» Aim of the task
Copy out the material below word for word, leaving out the pictures.

» Segmentation dataset records
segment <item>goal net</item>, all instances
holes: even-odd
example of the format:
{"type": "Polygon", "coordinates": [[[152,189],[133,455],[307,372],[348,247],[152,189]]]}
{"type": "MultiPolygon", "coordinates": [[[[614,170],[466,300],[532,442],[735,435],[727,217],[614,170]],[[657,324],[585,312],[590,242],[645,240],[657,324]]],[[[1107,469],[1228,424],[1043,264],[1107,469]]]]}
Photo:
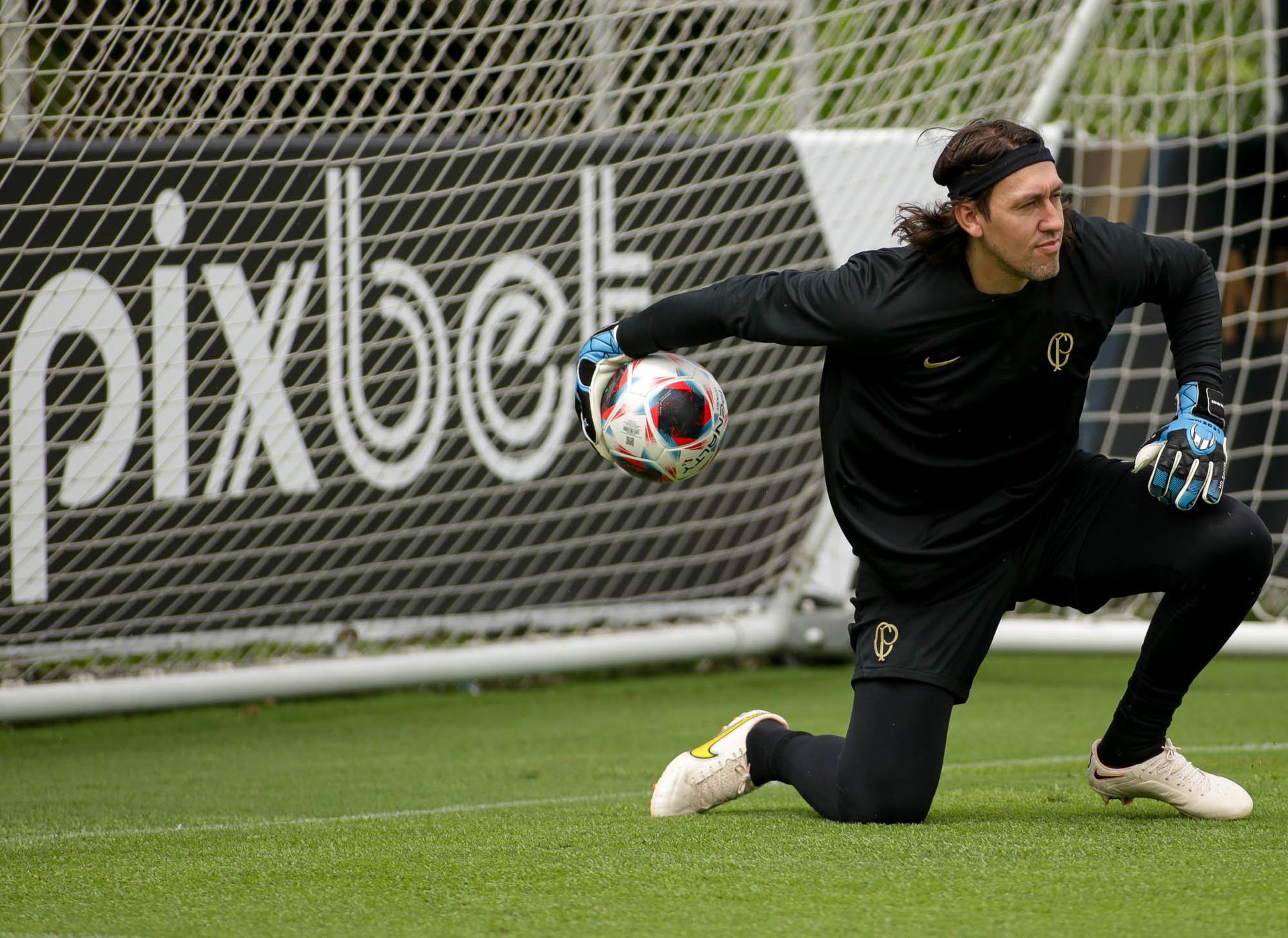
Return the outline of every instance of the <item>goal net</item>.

» Result below
segment <item>goal net</item>, all instances
holes: even-odd
example of the format:
{"type": "Polygon", "coordinates": [[[152,189],[133,455],[307,372],[348,247],[152,189]]]}
{"type": "MultiPolygon", "coordinates": [[[[614,170],[466,300],[532,442],[735,435],[727,217],[614,170]],[[657,324],[585,312],[590,242],[645,240],[657,324]]],[[[1107,469],[1228,424],[1043,264],[1107,469]]]]}
Photo:
Return the outline of every instance of the <item>goal net</item>.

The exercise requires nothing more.